Why Your Mortgage Payment Can Change After Closing (And How to Prepare)

Kara Lowrie

You closed on your home. You signed the paperwork. You locked in your rate.

So why did your mortgage payment just go up?

This is one of the most common—and frustrating—questions homeowners have after closing. And it doesn’t just happen in Louisiana… it happens all over the country.

The problem isn’t that something went wrong.

The problem is most people were never shown how their mortgage payment actually works.

Let’s fix that.

What Actually Makes Up Your Mortgage Payment

Most people think their payment is just principal and interest.

That’s only part of it.

Your full payment—also called PITI—can include:

  • Principal (your loan balance)
  • Interest (the cost of borrowing)
  • Property taxes
  • Homeowner’s insurance
  • Mortgage insurance (if applicable)

Mortgage insurance applies if:

The key thing to understand is this:

Only your principal and interest are fixed.

Everything else can change.

* * *

GIVEN INSTRUCTION 1 —
Answer these questions from the mortgage payment article:
(a) What other name does the article give for your full payment?
(b) According to the article, which parts of the payment are the only fixed ones?
(c) Which state does the article name?
GIVEN INSTRUCTION 2 — What might come next in the mortgage payment article? Continue it from its last line in the same voice and short-paragraph style.
The rows that come next are separate material, unrelated to the mortgage payment article.

[Pointing and labeling rows]

* * *

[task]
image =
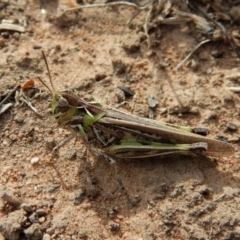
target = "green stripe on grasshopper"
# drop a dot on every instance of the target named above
(133, 148)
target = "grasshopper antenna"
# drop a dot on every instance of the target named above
(45, 60)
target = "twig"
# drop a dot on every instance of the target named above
(68, 139)
(31, 106)
(5, 107)
(9, 95)
(10, 198)
(109, 4)
(234, 89)
(190, 54)
(221, 27)
(146, 25)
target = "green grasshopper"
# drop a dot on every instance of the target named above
(111, 132)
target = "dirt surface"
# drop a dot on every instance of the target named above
(79, 195)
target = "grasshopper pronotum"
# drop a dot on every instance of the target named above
(112, 132)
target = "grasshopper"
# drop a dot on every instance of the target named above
(111, 132)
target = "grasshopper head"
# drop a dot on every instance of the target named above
(64, 103)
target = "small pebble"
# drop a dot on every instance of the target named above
(209, 71)
(16, 35)
(114, 226)
(27, 208)
(41, 212)
(46, 237)
(33, 218)
(37, 47)
(34, 160)
(232, 127)
(5, 34)
(41, 219)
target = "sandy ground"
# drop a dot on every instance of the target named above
(79, 195)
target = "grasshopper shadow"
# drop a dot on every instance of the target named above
(132, 184)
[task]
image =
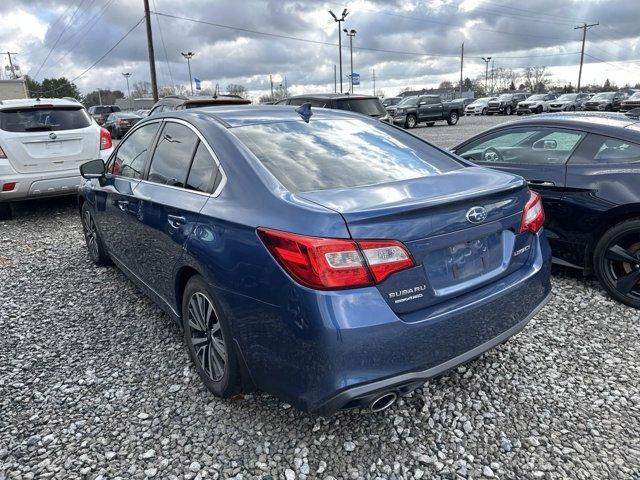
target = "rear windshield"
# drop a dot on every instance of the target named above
(367, 106)
(43, 119)
(328, 154)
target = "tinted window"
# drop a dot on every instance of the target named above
(203, 170)
(132, 153)
(44, 119)
(172, 156)
(325, 154)
(525, 146)
(367, 106)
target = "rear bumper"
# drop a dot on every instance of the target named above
(325, 351)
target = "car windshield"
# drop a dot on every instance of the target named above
(568, 97)
(43, 118)
(603, 96)
(409, 102)
(344, 153)
(367, 106)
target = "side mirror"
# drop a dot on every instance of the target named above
(545, 145)
(93, 169)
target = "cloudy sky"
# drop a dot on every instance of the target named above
(407, 42)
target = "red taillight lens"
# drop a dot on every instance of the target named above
(333, 263)
(105, 139)
(532, 214)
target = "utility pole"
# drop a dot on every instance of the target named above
(486, 73)
(461, 64)
(152, 57)
(584, 38)
(351, 33)
(340, 20)
(373, 73)
(189, 56)
(127, 75)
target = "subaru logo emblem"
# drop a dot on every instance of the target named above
(477, 214)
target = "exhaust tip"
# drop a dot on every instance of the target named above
(383, 402)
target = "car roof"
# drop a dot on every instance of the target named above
(31, 102)
(241, 115)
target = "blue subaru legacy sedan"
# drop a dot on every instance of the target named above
(326, 258)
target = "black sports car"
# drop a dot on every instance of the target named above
(586, 167)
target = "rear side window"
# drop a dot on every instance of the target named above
(44, 119)
(327, 154)
(132, 153)
(204, 171)
(172, 156)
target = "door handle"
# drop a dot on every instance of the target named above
(176, 221)
(541, 183)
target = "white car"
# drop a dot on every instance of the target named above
(479, 106)
(43, 142)
(536, 103)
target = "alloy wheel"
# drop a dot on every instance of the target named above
(206, 336)
(622, 265)
(90, 234)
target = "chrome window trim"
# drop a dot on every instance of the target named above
(162, 121)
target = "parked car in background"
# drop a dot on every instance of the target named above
(480, 106)
(42, 143)
(181, 102)
(287, 248)
(505, 104)
(630, 103)
(425, 108)
(604, 101)
(101, 112)
(119, 123)
(368, 105)
(568, 102)
(586, 170)
(536, 103)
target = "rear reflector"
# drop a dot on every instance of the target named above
(334, 263)
(105, 139)
(532, 214)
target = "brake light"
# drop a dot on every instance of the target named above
(332, 263)
(532, 214)
(105, 139)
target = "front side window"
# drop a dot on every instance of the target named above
(345, 153)
(172, 156)
(524, 146)
(130, 159)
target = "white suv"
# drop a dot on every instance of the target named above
(43, 142)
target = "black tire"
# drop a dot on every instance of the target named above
(411, 121)
(95, 247)
(209, 340)
(616, 261)
(5, 211)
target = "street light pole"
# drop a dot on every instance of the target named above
(351, 33)
(189, 56)
(340, 20)
(126, 75)
(486, 73)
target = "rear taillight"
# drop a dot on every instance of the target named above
(532, 214)
(333, 263)
(105, 139)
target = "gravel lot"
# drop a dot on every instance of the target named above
(95, 383)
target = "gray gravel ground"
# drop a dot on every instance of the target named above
(95, 383)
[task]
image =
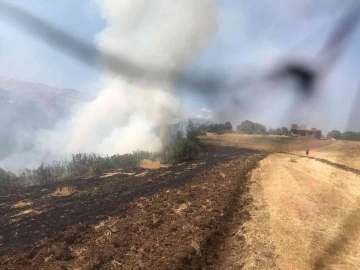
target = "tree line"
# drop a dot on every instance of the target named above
(248, 127)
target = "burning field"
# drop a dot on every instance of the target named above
(169, 218)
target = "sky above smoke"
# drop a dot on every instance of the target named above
(124, 113)
(251, 37)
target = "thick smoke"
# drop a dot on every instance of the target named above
(152, 33)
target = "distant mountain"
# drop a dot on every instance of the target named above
(27, 107)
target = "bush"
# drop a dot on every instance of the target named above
(184, 150)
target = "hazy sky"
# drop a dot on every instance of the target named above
(252, 36)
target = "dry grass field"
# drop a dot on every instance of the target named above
(305, 213)
(342, 152)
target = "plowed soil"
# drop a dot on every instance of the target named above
(169, 218)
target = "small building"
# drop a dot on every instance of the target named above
(303, 131)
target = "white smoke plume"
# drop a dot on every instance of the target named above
(164, 34)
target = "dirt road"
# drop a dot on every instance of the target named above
(311, 214)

* * *

EXPECTED ANSWER 1 —
(a) PITI
(b) Principal and interest
(c) Louisiana

EXPECTED ANSWER 2 —
If you want to see how all of this works together, you can run your numbers through my mortgage calculators so you’re looking at the full picture—not just part of it.

Why Your Payment Can Change After Closing

1. Property Taxes Adjust

Property taxes are one of the biggest reasons your payment changes.

When a home is reassessed—typically after a sale—the value used for taxation may increase. When that happens, the amount needed for taxes increases as well.

Here’s something most people don’t realize:

Your lender or servicer can only adjust your payment when they receive updated information from a third party, like the tax assessor.

So even if taxes change, your payment may not adjust right away—but it will catch up.

2. Homeowner’s Insurance Changes

Insurance premiums are not locked in.

They can increase due to:

  • Market conditions
  • Carrier changes
  • Replacement cost adjustments

If your premium increases, your mortgage payment increases.

3. Escrow Shortages

Your lender collects taxes and insurance into an escrow account.

Each year, they perform an escrow analysis.

If they didn’t collect enough to cover your actual bills, you’ll have a shortage.

You can:

  • Pay it in a lump sum
  • Or spread it out over 12 months

Most people roll it into their payment—and that’s when the increase shows up.

The #1 Reason I See Payments Jump in Louisiana

Let me be very direct here.

Most payment increases I see are because the homeowner did NOT file their homestead exemption.

Louisiana has one of the highest homestead exemption benefits in the country.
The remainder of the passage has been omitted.